BEGIN DATA PROVIDED
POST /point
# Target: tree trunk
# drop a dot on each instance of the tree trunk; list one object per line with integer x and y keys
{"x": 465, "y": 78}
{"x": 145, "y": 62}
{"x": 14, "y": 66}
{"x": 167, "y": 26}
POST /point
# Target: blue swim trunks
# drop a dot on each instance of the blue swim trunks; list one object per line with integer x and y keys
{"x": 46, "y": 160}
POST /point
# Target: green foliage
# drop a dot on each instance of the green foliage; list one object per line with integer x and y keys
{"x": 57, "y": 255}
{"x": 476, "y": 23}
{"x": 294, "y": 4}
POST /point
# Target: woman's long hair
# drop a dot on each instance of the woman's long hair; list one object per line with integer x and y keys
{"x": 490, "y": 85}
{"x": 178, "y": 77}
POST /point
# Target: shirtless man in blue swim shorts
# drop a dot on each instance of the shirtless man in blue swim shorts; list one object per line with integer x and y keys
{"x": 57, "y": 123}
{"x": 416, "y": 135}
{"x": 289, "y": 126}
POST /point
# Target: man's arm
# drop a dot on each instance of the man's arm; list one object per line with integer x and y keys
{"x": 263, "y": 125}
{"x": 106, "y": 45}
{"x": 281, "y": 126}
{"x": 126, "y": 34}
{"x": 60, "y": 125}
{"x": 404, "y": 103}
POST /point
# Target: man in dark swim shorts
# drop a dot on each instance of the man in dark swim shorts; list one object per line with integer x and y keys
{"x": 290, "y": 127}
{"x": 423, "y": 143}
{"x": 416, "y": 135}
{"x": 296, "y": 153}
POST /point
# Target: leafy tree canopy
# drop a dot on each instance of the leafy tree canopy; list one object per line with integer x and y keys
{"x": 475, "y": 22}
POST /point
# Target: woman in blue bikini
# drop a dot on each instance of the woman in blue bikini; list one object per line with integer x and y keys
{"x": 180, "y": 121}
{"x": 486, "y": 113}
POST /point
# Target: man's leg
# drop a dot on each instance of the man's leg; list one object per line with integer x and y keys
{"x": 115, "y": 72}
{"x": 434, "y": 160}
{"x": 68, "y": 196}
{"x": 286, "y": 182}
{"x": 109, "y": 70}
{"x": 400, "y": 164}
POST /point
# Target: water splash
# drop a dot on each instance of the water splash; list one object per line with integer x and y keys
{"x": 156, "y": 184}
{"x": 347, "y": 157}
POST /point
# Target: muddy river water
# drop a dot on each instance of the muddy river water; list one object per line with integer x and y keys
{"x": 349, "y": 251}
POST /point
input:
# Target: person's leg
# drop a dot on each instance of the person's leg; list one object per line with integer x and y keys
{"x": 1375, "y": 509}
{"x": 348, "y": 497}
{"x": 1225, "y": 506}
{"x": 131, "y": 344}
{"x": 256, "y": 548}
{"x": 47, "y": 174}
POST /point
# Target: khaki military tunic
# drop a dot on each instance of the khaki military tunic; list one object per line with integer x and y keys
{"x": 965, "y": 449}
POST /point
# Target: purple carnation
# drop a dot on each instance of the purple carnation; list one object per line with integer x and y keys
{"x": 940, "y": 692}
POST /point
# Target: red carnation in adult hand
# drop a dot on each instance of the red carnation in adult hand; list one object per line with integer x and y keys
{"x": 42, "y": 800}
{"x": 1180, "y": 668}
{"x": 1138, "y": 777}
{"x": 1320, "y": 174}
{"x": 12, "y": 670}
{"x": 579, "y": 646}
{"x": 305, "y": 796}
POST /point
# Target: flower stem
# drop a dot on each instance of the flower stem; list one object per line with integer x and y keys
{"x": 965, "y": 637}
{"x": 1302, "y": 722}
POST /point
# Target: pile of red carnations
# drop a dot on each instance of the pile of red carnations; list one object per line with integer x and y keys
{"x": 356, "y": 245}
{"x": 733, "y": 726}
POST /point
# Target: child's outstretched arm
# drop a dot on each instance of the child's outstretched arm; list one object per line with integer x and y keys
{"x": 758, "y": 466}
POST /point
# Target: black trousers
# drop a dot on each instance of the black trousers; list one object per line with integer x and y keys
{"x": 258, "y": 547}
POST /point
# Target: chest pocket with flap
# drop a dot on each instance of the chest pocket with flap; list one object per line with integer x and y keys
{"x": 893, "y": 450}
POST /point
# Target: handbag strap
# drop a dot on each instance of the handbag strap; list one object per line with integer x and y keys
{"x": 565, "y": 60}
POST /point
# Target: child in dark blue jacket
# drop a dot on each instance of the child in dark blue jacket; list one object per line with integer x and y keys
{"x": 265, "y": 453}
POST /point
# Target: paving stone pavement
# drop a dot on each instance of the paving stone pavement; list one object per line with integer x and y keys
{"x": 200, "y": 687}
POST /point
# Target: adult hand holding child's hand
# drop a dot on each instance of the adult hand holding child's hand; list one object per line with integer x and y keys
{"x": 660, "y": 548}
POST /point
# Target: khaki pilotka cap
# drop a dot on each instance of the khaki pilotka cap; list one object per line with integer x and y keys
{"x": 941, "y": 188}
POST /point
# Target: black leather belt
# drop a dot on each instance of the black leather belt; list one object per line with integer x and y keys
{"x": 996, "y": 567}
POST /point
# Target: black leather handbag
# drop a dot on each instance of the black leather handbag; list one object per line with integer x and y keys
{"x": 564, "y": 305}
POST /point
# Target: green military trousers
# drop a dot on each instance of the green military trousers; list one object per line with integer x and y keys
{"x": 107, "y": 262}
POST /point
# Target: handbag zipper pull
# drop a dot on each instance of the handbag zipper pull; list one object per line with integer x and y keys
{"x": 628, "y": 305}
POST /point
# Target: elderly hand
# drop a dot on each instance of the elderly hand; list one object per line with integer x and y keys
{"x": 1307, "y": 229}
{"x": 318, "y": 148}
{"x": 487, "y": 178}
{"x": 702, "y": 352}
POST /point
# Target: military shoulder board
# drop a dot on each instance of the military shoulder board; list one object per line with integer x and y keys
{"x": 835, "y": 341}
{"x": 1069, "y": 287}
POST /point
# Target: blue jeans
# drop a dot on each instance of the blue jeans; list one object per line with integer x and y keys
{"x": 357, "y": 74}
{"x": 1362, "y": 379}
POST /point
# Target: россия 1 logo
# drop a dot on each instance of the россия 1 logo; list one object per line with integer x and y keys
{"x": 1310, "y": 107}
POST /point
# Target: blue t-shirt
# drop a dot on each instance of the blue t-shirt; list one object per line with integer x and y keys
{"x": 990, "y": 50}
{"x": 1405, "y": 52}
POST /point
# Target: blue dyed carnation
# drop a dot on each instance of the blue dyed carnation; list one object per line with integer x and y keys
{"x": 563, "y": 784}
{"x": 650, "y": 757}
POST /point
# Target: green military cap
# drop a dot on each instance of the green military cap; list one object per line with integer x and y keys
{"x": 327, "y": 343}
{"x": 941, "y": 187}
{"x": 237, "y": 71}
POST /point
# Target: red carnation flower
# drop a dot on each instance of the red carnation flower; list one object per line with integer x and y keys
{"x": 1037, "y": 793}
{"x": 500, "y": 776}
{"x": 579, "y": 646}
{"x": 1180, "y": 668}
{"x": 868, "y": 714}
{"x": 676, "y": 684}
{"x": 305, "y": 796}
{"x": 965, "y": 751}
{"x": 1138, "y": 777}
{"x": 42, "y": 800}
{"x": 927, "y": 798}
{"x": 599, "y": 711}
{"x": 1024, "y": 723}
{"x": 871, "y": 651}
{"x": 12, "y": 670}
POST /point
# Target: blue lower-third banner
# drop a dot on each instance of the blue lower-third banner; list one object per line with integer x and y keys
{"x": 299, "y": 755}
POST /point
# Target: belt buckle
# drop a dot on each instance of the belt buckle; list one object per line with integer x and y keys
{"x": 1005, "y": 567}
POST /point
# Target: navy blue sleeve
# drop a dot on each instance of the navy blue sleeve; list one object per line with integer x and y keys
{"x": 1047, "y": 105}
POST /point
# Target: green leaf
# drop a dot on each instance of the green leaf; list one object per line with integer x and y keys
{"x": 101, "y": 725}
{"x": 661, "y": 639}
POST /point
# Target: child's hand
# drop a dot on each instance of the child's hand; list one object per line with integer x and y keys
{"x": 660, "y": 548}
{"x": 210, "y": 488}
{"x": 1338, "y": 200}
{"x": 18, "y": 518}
END DATA PROVIDED
WHAT IS EXPECTED: Please pick out every line above that contains the word "board" and copy each one.

EXERCISE SOLUTION:
# Target: military shoulder board
# drop a dot on each instance of the military shoulder board; list one object per line with integer x and y keys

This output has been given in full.